Exercise requirements: Rewrite the data below from the line containing "Would you be able to mark the marigold" through the end, both ends included, with the requests kept in place. Shift each coordinate in the answers by adding 138 to every number.

(Data drawn from a collection)

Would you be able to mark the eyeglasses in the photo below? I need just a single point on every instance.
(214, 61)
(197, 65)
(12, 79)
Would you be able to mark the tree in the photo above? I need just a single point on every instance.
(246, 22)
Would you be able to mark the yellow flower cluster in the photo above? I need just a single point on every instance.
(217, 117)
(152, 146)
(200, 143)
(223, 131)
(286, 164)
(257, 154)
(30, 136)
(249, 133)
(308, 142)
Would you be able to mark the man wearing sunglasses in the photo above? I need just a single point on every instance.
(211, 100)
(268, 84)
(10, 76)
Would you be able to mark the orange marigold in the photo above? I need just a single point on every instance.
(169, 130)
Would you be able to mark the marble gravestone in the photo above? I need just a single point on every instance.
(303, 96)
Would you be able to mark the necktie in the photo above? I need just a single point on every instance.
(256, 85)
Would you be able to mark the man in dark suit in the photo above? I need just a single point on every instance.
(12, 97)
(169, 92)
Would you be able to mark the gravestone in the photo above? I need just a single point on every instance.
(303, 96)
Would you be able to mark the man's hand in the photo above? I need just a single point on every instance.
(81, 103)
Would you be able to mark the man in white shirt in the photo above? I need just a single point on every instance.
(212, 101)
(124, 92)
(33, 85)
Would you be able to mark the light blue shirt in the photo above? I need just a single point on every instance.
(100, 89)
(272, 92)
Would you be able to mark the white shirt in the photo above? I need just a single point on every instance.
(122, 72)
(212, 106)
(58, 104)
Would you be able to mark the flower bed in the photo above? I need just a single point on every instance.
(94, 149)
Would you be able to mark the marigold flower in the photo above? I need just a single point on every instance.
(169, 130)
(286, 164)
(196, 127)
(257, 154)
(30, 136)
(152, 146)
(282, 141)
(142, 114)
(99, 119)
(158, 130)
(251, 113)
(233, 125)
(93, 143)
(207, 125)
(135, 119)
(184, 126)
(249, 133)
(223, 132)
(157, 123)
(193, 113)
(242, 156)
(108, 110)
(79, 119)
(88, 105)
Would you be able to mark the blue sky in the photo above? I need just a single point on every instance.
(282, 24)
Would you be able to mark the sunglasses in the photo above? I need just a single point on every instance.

Problem solution:
Would you be able to mark the marigold flower in the photo above? I need just a single point on every instance.
(307, 268)
(424, 302)
(334, 265)
(395, 292)
(168, 274)
(290, 284)
(420, 279)
(280, 252)
(237, 257)
(296, 268)
(389, 251)
(371, 263)
(231, 281)
(345, 263)
(273, 257)
(322, 264)
(387, 271)
(361, 270)
(295, 261)
(331, 251)
(380, 294)
(246, 248)
(217, 257)
(226, 243)
Would you be able to mark the blue sky in the photo above? I need just a single point on every instance.
(420, 162)
Would you be able to mark the sunglasses in the photo above? I need just a single point on every instance.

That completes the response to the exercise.